[[ SUPPLIED DATA, beginning ]]

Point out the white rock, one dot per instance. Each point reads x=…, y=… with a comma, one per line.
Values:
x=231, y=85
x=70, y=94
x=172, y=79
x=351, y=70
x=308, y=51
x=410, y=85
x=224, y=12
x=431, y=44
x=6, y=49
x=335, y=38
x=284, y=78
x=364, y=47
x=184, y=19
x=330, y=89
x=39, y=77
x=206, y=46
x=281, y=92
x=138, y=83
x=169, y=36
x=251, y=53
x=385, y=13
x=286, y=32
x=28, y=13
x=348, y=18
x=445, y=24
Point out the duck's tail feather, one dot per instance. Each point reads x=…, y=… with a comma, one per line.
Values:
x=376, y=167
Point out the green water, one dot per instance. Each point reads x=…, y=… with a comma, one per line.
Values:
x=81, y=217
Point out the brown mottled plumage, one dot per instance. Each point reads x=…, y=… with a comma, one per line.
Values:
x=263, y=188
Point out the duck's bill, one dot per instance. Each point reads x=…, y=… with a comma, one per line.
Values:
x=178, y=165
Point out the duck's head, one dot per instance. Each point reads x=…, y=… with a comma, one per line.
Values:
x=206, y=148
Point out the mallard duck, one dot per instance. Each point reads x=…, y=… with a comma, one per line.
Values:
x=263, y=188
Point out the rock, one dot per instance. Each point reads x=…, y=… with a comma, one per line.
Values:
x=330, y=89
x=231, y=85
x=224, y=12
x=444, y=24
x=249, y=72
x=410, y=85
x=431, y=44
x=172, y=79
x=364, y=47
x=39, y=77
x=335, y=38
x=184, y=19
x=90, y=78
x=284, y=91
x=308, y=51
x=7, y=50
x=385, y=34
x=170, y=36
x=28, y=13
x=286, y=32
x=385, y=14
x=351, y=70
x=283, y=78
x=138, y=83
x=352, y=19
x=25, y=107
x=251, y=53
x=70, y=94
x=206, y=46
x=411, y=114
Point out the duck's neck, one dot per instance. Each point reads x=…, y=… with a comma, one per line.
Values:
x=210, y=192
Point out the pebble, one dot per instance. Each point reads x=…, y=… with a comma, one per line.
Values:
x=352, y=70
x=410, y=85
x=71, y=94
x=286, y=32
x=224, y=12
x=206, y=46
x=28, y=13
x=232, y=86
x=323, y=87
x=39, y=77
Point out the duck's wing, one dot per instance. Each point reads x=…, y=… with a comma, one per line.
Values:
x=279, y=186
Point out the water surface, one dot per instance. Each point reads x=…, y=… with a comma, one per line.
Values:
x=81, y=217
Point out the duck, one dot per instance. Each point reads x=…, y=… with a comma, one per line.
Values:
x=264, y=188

[[ SUPPLIED DATA, end ]]
[[ SUPPLIED DATA, beginning ]]

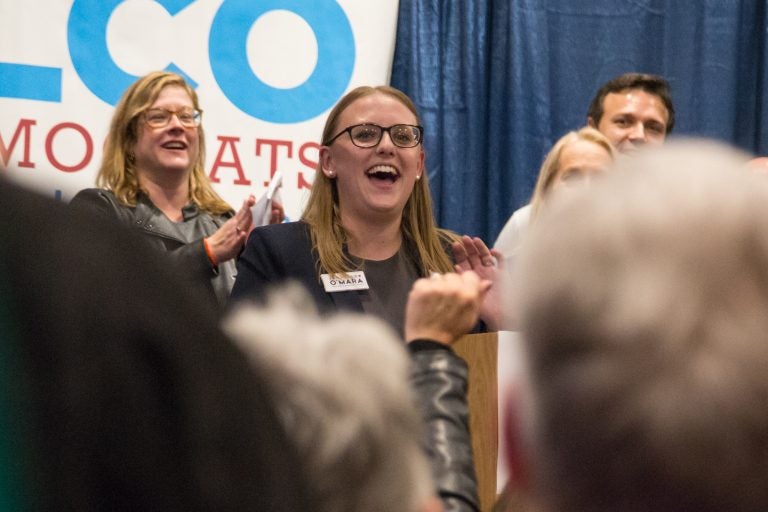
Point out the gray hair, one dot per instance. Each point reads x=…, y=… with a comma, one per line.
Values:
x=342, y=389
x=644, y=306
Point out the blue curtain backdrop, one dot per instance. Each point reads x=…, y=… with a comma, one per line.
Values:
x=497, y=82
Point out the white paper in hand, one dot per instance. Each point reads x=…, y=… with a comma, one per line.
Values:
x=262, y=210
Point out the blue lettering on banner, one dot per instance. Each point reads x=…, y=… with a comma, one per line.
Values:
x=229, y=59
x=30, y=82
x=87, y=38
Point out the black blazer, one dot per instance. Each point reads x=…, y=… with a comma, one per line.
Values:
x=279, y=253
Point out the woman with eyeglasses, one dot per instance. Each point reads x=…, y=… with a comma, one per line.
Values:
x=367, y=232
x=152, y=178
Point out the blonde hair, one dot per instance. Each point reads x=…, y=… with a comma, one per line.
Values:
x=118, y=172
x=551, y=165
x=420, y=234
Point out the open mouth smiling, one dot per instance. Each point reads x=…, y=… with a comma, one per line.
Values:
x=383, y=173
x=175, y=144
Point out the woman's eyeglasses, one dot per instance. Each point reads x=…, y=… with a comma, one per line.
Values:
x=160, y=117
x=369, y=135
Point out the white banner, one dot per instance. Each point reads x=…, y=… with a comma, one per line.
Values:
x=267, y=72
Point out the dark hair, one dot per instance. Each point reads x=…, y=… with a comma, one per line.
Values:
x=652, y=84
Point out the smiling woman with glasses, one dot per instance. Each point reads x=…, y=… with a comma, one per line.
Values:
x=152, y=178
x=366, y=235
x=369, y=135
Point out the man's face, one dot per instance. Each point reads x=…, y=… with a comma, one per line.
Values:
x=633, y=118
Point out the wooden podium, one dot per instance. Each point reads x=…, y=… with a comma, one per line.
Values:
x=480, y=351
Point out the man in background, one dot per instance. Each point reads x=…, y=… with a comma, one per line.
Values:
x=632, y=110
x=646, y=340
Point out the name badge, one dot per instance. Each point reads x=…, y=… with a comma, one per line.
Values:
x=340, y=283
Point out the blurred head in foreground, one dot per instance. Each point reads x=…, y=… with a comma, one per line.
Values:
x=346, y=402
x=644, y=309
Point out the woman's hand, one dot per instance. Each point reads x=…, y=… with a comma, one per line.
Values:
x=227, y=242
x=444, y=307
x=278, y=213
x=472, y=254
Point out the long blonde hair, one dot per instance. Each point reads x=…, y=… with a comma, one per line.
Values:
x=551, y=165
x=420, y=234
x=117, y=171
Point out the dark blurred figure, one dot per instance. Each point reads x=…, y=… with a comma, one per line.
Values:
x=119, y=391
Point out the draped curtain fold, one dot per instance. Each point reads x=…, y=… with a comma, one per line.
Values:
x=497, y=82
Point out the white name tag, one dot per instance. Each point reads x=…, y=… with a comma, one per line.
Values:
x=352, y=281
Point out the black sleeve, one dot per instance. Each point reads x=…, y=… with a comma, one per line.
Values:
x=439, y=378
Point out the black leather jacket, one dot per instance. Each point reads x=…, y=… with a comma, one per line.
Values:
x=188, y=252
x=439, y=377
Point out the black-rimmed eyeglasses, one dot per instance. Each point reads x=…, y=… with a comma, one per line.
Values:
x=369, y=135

[[ SUPPLIED DATA, end ]]

TASK REQUIREMENTS:
Look above for the line with "Point out the white rock, one"; retype exactly that line, every line after it up to the line with "Point out the rock, one", and that line too, nothing else.

SOLUTION TO THE EXERCISE:
Point out the white rock, one dot per instance. Each point reads x=…, y=… with a comma, one per line.
Values:
x=231, y=85
x=70, y=94
x=172, y=79
x=351, y=70
x=308, y=51
x=410, y=85
x=224, y=12
x=431, y=44
x=6, y=49
x=335, y=38
x=284, y=78
x=364, y=47
x=184, y=19
x=330, y=89
x=39, y=77
x=206, y=46
x=281, y=92
x=138, y=83
x=169, y=36
x=251, y=53
x=385, y=13
x=286, y=32
x=28, y=13
x=348, y=18
x=445, y=24
Point out the duck's tail feather, one dot per instance. Each point reads x=…, y=… with a comma, one per line.
Values:
x=376, y=167
Point out the green water, one dot per instance. Each point reads x=…, y=… with a comma, one per line.
Values:
x=81, y=217
Point out the brown mottled plumage, one dot per instance. Each point reads x=…, y=… with a comma, one per line.
Values:
x=263, y=188
Point out the duck's bill, one dot per instance. Each point reads x=…, y=… with a comma, one per line.
Values:
x=178, y=165
Point out the duck's head, one dot per instance. Each point reads x=…, y=… with a comma, one per line.
Values:
x=206, y=148
Point out the mallard duck, one dot per instance. Each point reads x=…, y=… with a comma, one per line.
Values:
x=263, y=188
Point out the rock, one dot per instance. Each point reads x=…, y=… with a comma, one per line.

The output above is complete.